From the line containing "Which spot lies innermost in each instance of the child writing?" down to the last line of the material, return those lines verbatim and only those.
== == ==
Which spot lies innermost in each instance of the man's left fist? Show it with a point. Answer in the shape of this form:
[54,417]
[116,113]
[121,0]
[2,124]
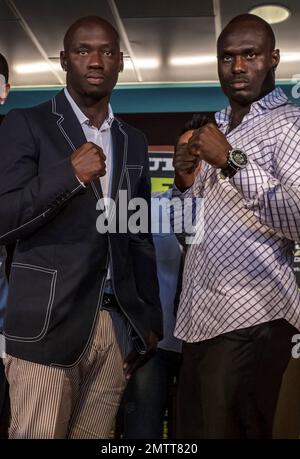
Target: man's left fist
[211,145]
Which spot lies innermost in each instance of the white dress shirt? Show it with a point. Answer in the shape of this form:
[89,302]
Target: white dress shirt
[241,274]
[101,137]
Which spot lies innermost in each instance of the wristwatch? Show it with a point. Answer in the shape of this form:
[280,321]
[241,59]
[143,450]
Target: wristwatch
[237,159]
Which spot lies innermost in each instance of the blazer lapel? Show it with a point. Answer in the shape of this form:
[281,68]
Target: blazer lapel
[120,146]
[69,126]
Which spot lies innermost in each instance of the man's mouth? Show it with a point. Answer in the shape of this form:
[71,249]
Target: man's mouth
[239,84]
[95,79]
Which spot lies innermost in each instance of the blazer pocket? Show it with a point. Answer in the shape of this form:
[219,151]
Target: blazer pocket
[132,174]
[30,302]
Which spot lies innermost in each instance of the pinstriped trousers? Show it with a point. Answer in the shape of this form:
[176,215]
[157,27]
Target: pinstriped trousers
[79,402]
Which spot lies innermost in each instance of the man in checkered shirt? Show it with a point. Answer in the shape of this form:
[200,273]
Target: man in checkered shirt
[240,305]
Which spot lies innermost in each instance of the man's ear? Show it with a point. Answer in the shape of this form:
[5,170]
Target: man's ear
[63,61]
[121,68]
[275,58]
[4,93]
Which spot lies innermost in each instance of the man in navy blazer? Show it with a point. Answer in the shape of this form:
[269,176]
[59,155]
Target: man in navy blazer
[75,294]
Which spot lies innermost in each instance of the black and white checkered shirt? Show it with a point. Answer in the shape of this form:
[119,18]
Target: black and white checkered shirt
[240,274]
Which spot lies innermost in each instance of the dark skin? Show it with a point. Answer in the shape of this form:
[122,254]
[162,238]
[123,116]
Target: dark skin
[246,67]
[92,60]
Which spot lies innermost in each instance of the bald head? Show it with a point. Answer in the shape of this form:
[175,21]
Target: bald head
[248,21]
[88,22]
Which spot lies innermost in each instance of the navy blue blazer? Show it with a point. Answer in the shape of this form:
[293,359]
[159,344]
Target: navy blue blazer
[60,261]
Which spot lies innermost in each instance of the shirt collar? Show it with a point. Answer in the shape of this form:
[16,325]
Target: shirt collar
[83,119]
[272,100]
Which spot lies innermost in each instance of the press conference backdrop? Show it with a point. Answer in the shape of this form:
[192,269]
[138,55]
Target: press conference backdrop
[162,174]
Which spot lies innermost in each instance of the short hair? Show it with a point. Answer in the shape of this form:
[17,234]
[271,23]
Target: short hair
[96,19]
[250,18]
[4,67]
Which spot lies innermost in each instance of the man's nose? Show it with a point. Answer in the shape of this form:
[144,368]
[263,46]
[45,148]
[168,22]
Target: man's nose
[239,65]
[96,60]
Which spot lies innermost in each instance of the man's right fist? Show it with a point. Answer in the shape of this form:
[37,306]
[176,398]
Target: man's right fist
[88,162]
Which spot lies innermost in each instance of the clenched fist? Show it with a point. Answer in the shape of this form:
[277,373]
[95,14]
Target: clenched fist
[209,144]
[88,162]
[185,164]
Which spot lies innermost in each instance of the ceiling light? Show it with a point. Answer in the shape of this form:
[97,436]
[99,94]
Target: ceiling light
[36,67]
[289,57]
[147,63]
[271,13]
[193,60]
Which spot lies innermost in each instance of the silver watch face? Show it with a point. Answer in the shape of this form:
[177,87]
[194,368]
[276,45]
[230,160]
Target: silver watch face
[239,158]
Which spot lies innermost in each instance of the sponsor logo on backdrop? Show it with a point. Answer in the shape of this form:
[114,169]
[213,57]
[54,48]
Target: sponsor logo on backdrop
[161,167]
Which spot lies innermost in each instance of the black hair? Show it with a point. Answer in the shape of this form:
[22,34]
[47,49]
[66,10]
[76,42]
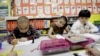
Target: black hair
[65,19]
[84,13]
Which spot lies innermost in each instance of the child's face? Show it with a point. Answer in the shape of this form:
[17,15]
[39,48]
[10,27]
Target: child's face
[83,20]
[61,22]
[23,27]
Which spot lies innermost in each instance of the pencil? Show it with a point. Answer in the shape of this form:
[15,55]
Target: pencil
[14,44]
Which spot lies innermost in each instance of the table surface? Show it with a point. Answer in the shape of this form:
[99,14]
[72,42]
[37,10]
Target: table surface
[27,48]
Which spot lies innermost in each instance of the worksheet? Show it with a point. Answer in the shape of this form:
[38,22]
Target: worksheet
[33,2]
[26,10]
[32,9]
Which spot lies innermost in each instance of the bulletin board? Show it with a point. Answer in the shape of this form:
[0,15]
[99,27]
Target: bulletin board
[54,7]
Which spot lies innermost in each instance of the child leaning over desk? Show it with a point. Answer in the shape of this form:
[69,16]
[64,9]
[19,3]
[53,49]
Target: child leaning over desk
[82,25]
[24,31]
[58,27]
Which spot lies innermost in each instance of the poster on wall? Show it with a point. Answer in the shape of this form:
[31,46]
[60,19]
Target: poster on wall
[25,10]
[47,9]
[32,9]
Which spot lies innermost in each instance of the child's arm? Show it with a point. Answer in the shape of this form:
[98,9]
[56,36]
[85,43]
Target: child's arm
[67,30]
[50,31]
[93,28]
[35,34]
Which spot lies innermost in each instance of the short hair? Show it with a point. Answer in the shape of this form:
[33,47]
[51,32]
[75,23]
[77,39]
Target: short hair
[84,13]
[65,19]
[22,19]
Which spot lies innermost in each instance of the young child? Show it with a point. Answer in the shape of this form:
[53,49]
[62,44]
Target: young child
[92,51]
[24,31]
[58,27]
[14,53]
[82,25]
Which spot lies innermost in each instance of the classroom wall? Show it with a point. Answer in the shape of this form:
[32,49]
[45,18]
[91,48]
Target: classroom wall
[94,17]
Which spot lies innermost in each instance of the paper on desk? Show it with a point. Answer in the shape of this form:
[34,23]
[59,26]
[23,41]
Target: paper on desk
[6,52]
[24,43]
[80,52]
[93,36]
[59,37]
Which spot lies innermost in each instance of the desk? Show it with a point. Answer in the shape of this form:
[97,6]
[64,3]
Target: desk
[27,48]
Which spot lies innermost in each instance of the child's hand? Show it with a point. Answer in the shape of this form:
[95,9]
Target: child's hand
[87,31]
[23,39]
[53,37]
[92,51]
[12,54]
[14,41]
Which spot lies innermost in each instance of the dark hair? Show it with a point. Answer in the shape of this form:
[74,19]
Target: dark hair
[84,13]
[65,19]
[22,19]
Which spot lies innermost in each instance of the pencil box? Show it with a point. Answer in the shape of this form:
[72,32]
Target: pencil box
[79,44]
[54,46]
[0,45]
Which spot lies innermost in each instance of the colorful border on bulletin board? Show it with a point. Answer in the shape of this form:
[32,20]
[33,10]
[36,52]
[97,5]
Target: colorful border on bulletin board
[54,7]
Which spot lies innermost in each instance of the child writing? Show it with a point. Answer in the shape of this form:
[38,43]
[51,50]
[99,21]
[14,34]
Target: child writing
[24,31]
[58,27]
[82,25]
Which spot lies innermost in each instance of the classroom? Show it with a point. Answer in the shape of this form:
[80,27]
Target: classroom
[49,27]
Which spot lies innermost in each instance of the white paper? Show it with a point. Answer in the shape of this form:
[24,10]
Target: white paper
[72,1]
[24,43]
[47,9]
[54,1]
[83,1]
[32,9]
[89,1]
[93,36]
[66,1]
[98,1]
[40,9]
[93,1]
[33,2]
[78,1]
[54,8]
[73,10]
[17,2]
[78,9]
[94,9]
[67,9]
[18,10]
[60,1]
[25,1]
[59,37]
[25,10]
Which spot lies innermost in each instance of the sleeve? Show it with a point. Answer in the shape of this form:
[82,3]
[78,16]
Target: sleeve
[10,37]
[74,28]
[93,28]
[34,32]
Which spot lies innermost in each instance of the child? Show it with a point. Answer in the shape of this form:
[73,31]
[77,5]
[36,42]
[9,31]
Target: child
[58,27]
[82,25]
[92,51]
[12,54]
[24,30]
== == ==
Result -
Which spot lies innermost in each instance of the child writing? Show it with a point. Answer in the shape of this form:
[38,43]
[51,50]
[99,21]
[14,34]
Target: child writing
[24,31]
[58,27]
[82,25]
Which spot lies innermost in each instance of the classroom? Show it with a point. Answer in the shape of this form:
[80,27]
Target: classroom
[49,27]
Which spot lies innermost in each instance of the white paper? Show it with a point. Answer in the shape of this form:
[24,10]
Target: white paper
[72,1]
[24,43]
[47,9]
[54,1]
[83,1]
[32,9]
[89,1]
[93,36]
[66,1]
[98,1]
[40,9]
[93,1]
[33,2]
[78,1]
[54,8]
[73,10]
[17,2]
[78,9]
[94,9]
[67,9]
[18,10]
[60,1]
[25,1]
[59,37]
[25,10]
Which spot lies innermost in each instance of the sleeve? Show it with a point. Answer in the shape of this form:
[82,3]
[78,16]
Target: sleeve
[10,37]
[74,28]
[93,28]
[34,32]
Which spot lies innermost in each instance of the child? Show it with a point. Answer in the shape of this form:
[73,31]
[77,5]
[36,42]
[9,31]
Target: child
[58,27]
[82,25]
[92,51]
[12,54]
[24,30]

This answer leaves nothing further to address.